>>

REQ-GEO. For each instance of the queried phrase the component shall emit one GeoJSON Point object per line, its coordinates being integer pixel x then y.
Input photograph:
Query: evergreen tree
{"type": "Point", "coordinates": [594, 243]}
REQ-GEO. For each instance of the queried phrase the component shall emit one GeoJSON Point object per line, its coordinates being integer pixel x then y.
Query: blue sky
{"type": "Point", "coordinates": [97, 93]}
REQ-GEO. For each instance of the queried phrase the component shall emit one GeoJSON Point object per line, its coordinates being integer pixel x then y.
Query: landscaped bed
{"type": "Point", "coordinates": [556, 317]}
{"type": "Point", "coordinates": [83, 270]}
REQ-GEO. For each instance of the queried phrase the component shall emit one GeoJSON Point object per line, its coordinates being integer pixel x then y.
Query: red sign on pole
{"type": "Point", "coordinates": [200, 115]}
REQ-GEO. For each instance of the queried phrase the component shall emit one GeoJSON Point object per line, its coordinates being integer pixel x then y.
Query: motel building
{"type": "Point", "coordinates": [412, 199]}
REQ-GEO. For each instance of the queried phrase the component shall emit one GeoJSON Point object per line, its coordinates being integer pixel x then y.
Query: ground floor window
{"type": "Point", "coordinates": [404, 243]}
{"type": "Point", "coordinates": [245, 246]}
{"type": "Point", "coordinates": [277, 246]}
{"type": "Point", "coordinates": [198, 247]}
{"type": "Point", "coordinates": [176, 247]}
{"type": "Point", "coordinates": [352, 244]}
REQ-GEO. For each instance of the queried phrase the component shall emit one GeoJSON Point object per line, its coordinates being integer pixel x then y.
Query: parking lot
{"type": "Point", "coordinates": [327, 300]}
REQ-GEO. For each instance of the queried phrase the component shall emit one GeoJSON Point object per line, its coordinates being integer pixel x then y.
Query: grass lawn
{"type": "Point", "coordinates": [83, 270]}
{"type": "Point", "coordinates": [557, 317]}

<<

AIM OF THE EXERCISE
Repeat the entries above exactly, leaving nothing out.

THE RESULT
REQ-GEO. For each instance of the queried phrase the component shall emit one GeoJSON Point object per line, its coordinates being integer pixel x then y.
Input photograph:
Query: evergreen tree
{"type": "Point", "coordinates": [594, 243]}
REQ-GEO. For each instance of the queried phrase the component shall emit one GeoJSON Point object per line, its coordinates being integer pixel x then y.
Query: blue sky
{"type": "Point", "coordinates": [97, 93]}
REQ-GEO. For each instance of the queried phrase the component shall emit one GeoJSON Point object per line, its coordinates being integer pixel x then y.
Query: landscaped bed
{"type": "Point", "coordinates": [556, 317]}
{"type": "Point", "coordinates": [83, 270]}
REQ-GEO. For each instance of the queried phrase the component shall emit one GeoJSON Point object per line, its coordinates being integer pixel x then y.
Query: red sign on pole
{"type": "Point", "coordinates": [200, 115]}
REQ-GEO. For each instance of the queried phrase the component shall emit one GeoJSON Point object per line, its coordinates being integer pixel x then y.
Query: motel building
{"type": "Point", "coordinates": [412, 199]}
REQ-GEO. For each instance of the queried phrase the component shall emit one GeoJSON Point object per line, its coordinates being integer pixel x then y.
Query: ground floor window
{"type": "Point", "coordinates": [404, 243]}
{"type": "Point", "coordinates": [245, 246]}
{"type": "Point", "coordinates": [277, 246]}
{"type": "Point", "coordinates": [198, 247]}
{"type": "Point", "coordinates": [176, 247]}
{"type": "Point", "coordinates": [352, 244]}
REQ-GEO. For each instance of the queried phrase the component shall emit one GeoJSON Point object per line, its coordinates being integer pixel x then y.
Query: parking lot
{"type": "Point", "coordinates": [327, 300]}
REQ-GEO. For each instance of the queried phrase the component shall emit one GeoJSON Point object per line, its coordinates being integer pixel x then y.
Query: grass lawn
{"type": "Point", "coordinates": [83, 270]}
{"type": "Point", "coordinates": [557, 317]}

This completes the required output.